In the records below, find the line containing "target | oven door handle" and the line containing "target | stainless steel refrigerator"; please repeat exactly the lines from one to the other, both included, and nothing more.

[RECORDS SUPPLIED]

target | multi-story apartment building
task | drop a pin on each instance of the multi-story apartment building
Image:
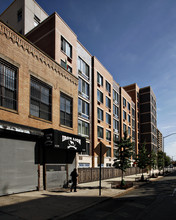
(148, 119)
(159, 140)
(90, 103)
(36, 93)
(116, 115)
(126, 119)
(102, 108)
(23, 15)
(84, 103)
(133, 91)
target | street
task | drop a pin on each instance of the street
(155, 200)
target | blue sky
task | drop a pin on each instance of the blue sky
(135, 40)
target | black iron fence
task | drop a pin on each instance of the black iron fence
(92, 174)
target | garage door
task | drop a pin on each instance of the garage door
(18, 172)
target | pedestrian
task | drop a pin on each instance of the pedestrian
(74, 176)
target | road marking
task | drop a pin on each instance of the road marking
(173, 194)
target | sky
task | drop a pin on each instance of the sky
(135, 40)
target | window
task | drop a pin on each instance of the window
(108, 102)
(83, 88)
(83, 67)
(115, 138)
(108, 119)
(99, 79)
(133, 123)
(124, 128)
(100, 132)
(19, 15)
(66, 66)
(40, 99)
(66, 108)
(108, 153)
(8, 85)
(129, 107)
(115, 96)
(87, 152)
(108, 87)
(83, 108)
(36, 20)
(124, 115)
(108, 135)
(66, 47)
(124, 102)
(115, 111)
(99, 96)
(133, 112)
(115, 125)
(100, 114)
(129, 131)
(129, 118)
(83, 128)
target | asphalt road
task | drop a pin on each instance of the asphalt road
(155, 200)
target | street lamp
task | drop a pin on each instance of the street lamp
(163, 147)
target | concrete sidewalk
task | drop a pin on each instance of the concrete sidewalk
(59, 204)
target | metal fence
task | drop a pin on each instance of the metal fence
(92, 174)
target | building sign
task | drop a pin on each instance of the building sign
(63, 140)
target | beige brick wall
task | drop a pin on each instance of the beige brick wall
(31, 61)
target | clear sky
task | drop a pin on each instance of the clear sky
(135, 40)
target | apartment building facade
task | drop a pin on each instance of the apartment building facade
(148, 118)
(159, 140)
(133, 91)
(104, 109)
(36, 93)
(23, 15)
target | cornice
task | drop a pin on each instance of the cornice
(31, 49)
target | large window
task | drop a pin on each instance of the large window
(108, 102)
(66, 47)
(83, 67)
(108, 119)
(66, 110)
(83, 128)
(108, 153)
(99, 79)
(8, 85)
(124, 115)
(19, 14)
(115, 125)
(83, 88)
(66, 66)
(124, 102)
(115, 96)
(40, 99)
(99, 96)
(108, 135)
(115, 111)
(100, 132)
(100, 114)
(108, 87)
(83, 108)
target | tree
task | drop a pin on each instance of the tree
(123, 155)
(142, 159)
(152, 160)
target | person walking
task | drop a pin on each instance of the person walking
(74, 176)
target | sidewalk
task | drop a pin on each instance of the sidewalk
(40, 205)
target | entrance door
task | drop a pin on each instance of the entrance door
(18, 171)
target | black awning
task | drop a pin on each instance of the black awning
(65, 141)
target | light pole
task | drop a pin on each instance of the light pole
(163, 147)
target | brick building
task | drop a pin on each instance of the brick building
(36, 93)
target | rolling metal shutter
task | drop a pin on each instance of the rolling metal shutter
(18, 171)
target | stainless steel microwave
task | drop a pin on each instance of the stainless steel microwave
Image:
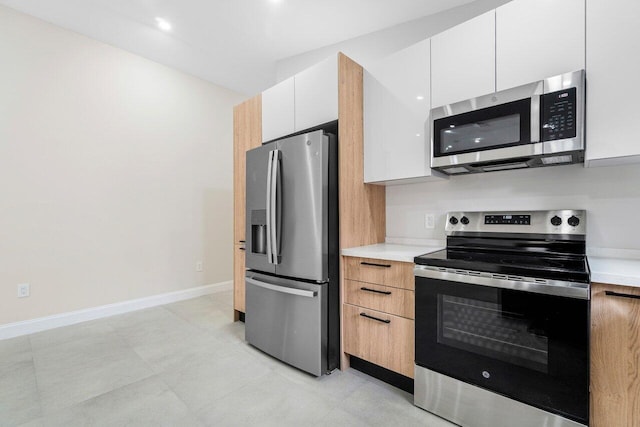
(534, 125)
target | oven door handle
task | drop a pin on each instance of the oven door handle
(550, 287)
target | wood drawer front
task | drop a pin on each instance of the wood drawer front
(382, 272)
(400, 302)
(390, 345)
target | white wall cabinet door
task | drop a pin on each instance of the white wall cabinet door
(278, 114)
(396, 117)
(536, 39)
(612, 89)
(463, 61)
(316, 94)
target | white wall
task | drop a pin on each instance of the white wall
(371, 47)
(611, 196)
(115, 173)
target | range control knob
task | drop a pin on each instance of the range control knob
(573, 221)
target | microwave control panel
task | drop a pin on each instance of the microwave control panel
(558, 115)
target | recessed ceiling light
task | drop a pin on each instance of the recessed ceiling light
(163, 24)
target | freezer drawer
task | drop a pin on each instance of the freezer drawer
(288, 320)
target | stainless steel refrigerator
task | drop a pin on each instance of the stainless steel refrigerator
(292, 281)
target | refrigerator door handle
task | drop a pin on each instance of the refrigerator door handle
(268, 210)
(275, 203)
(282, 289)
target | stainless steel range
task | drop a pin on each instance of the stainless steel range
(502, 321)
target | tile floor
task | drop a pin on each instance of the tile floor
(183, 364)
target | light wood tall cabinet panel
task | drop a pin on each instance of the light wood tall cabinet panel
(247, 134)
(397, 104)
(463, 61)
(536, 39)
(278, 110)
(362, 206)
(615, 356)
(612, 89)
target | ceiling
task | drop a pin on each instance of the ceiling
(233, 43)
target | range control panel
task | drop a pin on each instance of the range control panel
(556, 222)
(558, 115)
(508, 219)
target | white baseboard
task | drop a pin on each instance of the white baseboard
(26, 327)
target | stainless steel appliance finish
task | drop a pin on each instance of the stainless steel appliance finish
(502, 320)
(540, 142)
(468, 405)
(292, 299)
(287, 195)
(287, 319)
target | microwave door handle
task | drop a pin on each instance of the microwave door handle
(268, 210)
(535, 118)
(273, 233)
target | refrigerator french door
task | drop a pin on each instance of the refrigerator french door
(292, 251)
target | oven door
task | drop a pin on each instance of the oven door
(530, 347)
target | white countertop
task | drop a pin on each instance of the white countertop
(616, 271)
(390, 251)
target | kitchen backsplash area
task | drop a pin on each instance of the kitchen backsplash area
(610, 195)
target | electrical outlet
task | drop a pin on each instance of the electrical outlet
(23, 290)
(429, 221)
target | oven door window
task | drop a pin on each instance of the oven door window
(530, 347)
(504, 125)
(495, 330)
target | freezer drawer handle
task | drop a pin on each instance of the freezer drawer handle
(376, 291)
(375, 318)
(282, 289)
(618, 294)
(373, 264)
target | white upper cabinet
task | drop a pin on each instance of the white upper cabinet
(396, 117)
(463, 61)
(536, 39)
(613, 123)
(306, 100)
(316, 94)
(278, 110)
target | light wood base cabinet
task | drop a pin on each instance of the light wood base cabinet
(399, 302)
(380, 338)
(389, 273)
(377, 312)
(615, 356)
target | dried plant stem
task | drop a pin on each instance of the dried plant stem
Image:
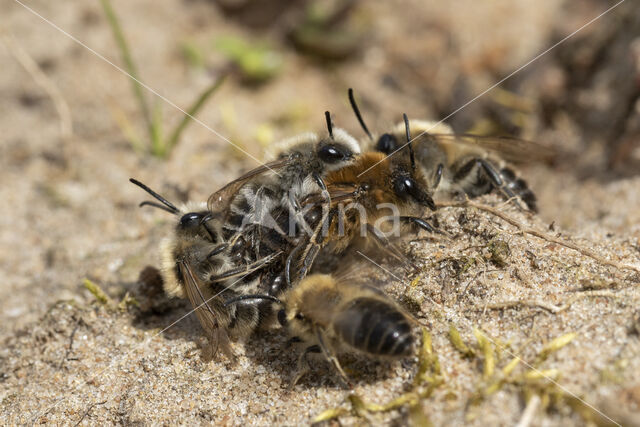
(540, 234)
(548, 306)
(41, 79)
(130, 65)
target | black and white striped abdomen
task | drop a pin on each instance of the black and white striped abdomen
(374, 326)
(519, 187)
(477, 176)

[/RECORDS SUPPLIED]

== FINISHED EXERCISE ==
target | oven door handle
task | drop a pin on each instance of the oven door handle
(550, 287)
target | wood drawer front
task | drop a pin on each instance of the wood drawer front
(382, 272)
(400, 302)
(390, 345)
target | white wall cabinet door
task | drop a pin on each instance of the white wall cabinet door
(278, 114)
(396, 117)
(536, 39)
(612, 89)
(463, 61)
(316, 94)
target | white wall
task | drop a pin on each instance of the white wall
(371, 47)
(611, 196)
(115, 173)
target | range control knob
task | drop a pin on each instance of the range control knob
(573, 221)
target | microwave control panel
task | drop a pin on each instance of the microwave control panel
(558, 115)
target | recessed ceiling light
task | drop a pin on each instance of the recessed ceiling light
(163, 24)
target | freezer drawer
task | drop a pin on each instance of the freezer drawer
(288, 320)
target | stainless steel refrigerator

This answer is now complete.